-- Work required --
Rewrite the listing below with every "photograph" replaced by "image", changing nothing else, and leave the pictures out.

-- Given records --
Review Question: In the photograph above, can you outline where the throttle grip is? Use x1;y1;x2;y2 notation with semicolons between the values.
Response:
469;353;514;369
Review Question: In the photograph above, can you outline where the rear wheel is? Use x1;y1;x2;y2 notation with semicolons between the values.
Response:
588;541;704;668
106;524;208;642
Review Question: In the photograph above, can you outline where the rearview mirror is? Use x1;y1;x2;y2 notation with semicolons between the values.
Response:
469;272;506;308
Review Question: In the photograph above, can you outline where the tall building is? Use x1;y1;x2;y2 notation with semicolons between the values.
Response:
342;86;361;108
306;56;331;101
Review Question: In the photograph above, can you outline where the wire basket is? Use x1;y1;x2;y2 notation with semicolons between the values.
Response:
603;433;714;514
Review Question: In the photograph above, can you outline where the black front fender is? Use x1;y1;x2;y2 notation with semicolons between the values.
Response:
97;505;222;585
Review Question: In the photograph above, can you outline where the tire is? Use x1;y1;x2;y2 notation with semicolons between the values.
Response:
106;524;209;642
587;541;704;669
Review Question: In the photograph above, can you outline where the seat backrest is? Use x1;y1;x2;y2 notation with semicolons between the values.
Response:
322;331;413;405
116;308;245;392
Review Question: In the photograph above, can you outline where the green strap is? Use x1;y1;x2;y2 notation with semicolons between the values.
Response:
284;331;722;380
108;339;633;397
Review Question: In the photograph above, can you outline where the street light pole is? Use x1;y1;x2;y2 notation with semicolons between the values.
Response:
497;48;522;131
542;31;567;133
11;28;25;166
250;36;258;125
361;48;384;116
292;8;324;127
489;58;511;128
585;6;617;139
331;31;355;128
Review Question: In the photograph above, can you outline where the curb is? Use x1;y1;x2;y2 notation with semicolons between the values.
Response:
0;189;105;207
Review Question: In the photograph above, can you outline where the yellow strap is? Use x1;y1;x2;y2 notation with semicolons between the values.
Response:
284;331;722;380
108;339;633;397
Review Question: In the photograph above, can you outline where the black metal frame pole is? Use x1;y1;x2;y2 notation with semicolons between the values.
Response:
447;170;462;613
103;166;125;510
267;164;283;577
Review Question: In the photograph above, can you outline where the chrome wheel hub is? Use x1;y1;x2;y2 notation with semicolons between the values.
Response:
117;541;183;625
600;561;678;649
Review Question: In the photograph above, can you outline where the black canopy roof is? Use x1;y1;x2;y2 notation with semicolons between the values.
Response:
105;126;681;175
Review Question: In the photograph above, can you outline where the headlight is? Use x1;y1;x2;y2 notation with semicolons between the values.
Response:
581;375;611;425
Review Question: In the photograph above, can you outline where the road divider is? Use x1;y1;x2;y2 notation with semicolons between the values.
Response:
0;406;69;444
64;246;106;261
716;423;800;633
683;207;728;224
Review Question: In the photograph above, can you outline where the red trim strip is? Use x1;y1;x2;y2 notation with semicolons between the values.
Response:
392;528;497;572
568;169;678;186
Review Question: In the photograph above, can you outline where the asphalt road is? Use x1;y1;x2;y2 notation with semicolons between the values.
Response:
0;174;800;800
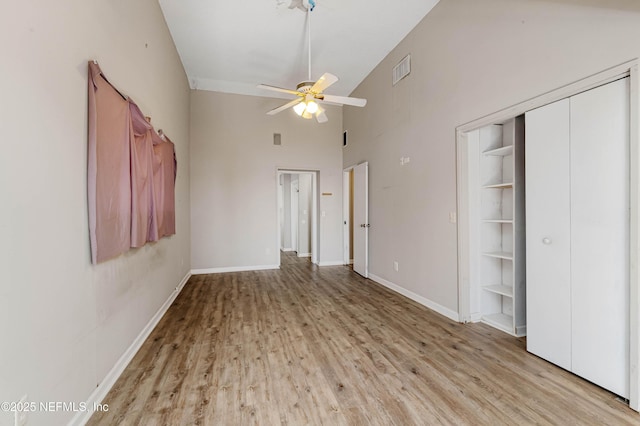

-- Answer to this exercise --
Review Question: In the image above, can you outline where the throttle grip is? Use x1;y1;x2;y2 notation with semicolons between the values.
Response:
469;353;514;369
Review Question: In the image above, can you outline where the rear wheel is? Use x1;y1;x2;y2 notation with semicolons between the values.
Response:
588;541;704;668
106;524;208;642
Review Question: In the image above, can you outline where the rearview mirror is? Use x1;y1;x2;y2 notation with semicolons between the values.
Response:
469;272;506;308
Review Question: In the image above, can you outline where the tall building is? Use x1;y1;x2;y2 notation with semicolons between the values.
Response:
342;86;361;108
306;56;331;101
Review Question: In the image above, can you outline where the wire basket is? Use x1;y1;x2;y2 notation with semicolons between the values.
Response:
603;433;714;514
Review Question: In the image above, can you outline where the black front fender is? Use x1;y1;x2;y2 notation with semicolons between the values.
Response:
97;505;222;585
Review Question: In the image above, can you outline where the tire is? Use x1;y1;x2;y2 notation with semicolons between the values.
Response:
106;524;209;642
587;541;704;669
Review Question: In the image above, can you outline where the seat backrest is? Use x1;y1;x2;y2 notation with semicolons between the values.
Response:
322;331;413;405
116;308;245;392
Review Question: In the image above, can you outline where the green strap is? Use x1;y1;x2;y2 notation with semicolons between the values.
Response:
284;331;722;380
108;339;633;397
Review Question: In the image above, can you outline where the street light pole is? Use x1;y1;x2;y2 notation with semicolons between the values.
Response:
497;48;522;131
542;31;567;133
11;28;25;166
250;36;258;125
361;48;384;116
292;8;324;127
489;58;511;128
585;6;617;139
331;31;355;128
Review Question: In the image above, can you outline where the curb is? Use x1;y1;x2;y2 notation with semicolons between the values.
Response:
0;189;105;207
Review Question: In the image above, can you outline where the yellow strap is? Use x1;y1;x2;y2 notation with semicolons between the values.
Response:
284;331;722;380
108;339;633;397
Review Question: In the image above, can you outline where the black metal frame pole is? Use x1;y1;x2;y2 notation with semicolons between the values.
Response:
447;170;462;613
103;166;125;510
267;164;283;577
Review Question: In the image above, can you outline where the chrome wheel hub is? Use x1;y1;x2;y2 notation with semicolons between the values.
Response:
117;541;183;625
600;561;678;649
Review Question: In the image above, can you outline where the black canopy roof is? Use x1;y1;x2;y2 notation with semicolons between the values.
Response:
105;126;681;175
Review Question: In the image above, can you outline where the headlight is? Use x1;y1;x2;y2 notation with semicolons between the values.
Response:
581;375;611;425
Review Question: In the image above, can you outline where the road divider is? Use x1;y1;x2;y2 notation with semicolons between the values.
Response:
0;406;69;444
64;246;106;261
716;423;800;633
683;207;728;224
Review Question: In the image above, can you outline where the red trim strip is? Use x1;y1;x2;y2 notation with semicolons between the values.
Response:
392;528;497;572
568;169;678;186
Review Question: In the image above, can you outline where the asphalt road is? Use x1;y1;x2;y2 notation with semicolons between the values.
Response:
0;174;800;800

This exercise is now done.